>> BEGIN EXTRACT

Drain Backing Up

(One plumber commented "Those old-time plumbers must have been really strong".) That house was built in late 1959 (it had an inspection tag dated "Sept. 1959" on the gas meter) so anything was possible.
My dad started plumbing in 1947. Ended in 1995. He never complained. He had the following surgeries:
- 2 knee replacements
- 2 hip replacements
- 3 hernias
- 2 lower back, the second one involved hardware and 5 fusions

The man was a beast. I think your plumber was talking about the old concrete laundry tubs which were actually crazy awesome nice. They were really good!

Dad only mildly complained about the following:
- Radiators (100lbs+)
- Cast iron tubs (200lbs+)
- Cast iron drain pipe (80lbs)

He had a good retirement. Thank goodness the plumber's union had good health insurance. I have to wonder if all that lead he boiled contributed to his dementia in later years.

Sorry for the off topic. Back to topic. He thought nothing of slinging around those 100lb rodding machines. He had special gloves he used which had embedded steel studs.

>> END EXTRACT
>> BEGIN DATA RECORDS

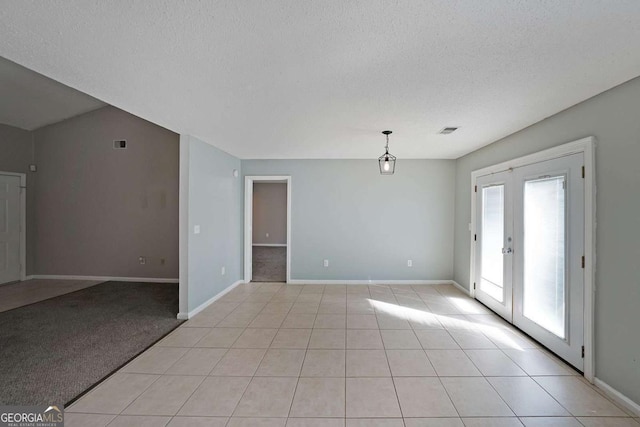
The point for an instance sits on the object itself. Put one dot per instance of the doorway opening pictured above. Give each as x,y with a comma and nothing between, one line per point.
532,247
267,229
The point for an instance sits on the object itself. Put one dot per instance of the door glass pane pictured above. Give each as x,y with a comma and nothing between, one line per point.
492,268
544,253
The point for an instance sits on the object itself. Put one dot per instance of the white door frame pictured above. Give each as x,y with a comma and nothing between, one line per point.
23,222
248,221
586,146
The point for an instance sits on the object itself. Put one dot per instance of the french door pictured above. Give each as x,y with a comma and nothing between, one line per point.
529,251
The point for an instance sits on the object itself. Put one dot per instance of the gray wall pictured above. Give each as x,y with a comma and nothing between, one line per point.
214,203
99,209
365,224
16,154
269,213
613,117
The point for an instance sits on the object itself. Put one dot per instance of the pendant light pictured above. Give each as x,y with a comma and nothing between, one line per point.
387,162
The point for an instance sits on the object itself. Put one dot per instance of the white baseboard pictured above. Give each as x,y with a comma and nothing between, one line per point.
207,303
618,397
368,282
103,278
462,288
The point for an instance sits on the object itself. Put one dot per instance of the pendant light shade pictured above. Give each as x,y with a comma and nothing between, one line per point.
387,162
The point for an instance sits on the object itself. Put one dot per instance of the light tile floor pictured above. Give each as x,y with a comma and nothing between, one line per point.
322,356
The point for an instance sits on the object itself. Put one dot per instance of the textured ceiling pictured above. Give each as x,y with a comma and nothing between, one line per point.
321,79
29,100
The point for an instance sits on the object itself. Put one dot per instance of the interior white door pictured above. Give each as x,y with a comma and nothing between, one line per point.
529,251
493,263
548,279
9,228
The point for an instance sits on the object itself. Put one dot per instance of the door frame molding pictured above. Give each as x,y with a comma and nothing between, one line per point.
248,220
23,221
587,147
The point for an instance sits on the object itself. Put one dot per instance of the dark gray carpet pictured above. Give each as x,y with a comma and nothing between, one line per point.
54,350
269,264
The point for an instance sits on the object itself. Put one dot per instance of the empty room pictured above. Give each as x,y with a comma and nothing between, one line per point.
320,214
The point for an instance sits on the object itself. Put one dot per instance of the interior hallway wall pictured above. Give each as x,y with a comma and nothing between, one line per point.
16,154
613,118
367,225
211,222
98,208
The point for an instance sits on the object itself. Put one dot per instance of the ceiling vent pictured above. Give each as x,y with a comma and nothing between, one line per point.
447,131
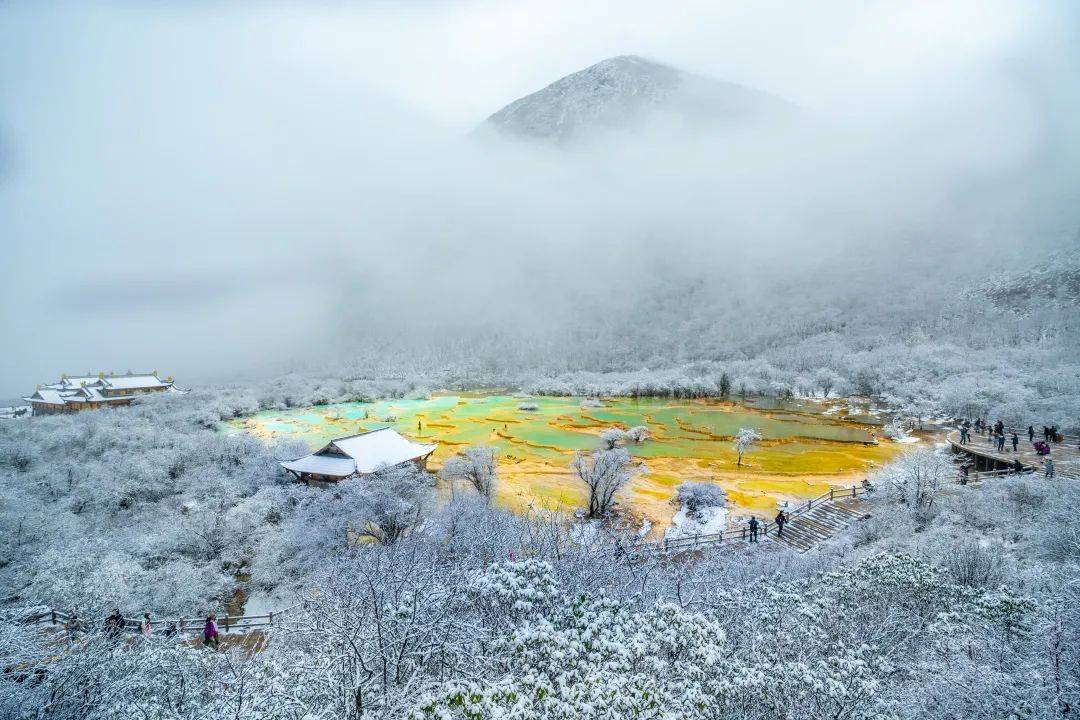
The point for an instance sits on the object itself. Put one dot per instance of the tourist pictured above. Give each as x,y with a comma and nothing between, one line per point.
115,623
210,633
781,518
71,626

>> END DATA RECORDS
>> BEGIN DATA RECORDS

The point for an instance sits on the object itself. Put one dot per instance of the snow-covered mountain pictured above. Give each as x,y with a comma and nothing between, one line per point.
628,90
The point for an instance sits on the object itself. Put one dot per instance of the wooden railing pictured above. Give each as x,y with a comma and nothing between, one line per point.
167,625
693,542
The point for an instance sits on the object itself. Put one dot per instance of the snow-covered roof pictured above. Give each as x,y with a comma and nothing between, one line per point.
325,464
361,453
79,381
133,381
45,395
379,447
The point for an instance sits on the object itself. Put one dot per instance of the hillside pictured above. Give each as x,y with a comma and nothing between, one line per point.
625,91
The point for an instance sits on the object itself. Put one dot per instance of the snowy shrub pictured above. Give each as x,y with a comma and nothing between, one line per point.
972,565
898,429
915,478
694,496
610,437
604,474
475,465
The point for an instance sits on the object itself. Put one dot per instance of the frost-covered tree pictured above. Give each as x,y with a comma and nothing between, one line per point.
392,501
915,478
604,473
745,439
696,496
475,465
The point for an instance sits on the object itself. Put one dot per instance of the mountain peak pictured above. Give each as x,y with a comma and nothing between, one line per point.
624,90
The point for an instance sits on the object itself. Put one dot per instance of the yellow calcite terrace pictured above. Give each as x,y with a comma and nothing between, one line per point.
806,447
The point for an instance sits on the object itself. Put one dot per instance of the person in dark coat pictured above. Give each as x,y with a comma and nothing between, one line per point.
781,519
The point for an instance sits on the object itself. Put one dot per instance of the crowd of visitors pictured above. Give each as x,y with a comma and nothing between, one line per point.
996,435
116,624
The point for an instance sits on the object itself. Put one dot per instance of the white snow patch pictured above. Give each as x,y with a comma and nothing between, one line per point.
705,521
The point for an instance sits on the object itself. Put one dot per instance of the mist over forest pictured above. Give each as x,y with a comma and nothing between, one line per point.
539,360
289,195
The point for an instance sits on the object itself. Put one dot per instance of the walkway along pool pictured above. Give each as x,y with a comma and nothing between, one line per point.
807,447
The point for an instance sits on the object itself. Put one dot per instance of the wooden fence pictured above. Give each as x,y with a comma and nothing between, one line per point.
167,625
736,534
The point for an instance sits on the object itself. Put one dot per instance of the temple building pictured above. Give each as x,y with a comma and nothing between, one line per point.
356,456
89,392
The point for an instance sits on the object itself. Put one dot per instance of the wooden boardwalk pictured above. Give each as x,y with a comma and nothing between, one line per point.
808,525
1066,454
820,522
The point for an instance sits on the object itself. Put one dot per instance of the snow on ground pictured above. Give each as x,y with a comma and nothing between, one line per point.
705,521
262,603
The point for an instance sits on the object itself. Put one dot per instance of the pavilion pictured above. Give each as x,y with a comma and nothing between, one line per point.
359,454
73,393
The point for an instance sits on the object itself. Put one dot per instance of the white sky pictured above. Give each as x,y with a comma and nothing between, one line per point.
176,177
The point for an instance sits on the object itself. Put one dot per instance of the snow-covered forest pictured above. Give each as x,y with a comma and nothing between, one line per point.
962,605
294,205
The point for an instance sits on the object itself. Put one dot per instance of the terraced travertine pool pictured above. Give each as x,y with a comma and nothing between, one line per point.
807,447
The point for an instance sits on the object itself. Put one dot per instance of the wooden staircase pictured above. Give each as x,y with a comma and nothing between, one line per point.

>> END DATA RECORDS

## [GOAL]
Pick up the drain post at the top of the page, about a father's decades of plumbing work, and continue it after its final sentence.

## [RESPONSE TO THE TASK]
Our Greatest Generation was great. We are all wimps.
 
SIL got the drain unplugged. This time it was a bag that got down there somehow. Still, I convinced him to get a camera down there and see why this keeps happening. Not that a bag belongs in a sewer pipe, but I think it would have gone through were it not for getting hung up on something.
 
Thanks for the update.

A bag? Oh boy. Any children around stuffing things in the washer drainpipe? Sounds like something I would do when I was 6 or 8 years old.
 
SIL got the drain unplugged. This time it was a bag that got down there somehow. Still, I convinced him to get a camera down there and see why this keeps happening. Not that a bag belongs in a sewer pipe, but I think it would have gone through were it not for getting hung up on something.

How far down was the bag? Just in the washer/tub drain, or all the way down in the main line?

But yea, if this has happened before and after other rodding, there's probably still a problem there.

-ERD50
 
bag usually equals downstream of a toilet. Hard to get one past a sink and trap.
 
I see some comments about roots... a professional should be able to tell you if that is so... someone without experience snaking it out would not..


I had a root problem in my old house from a willow tree... they have BUSHY roots that clog the pipe easily... after two times with the plumber cutting them out he said to do the root killer option.... as mentioned before I did it two or three times a year... eventually the willow died and I was safe...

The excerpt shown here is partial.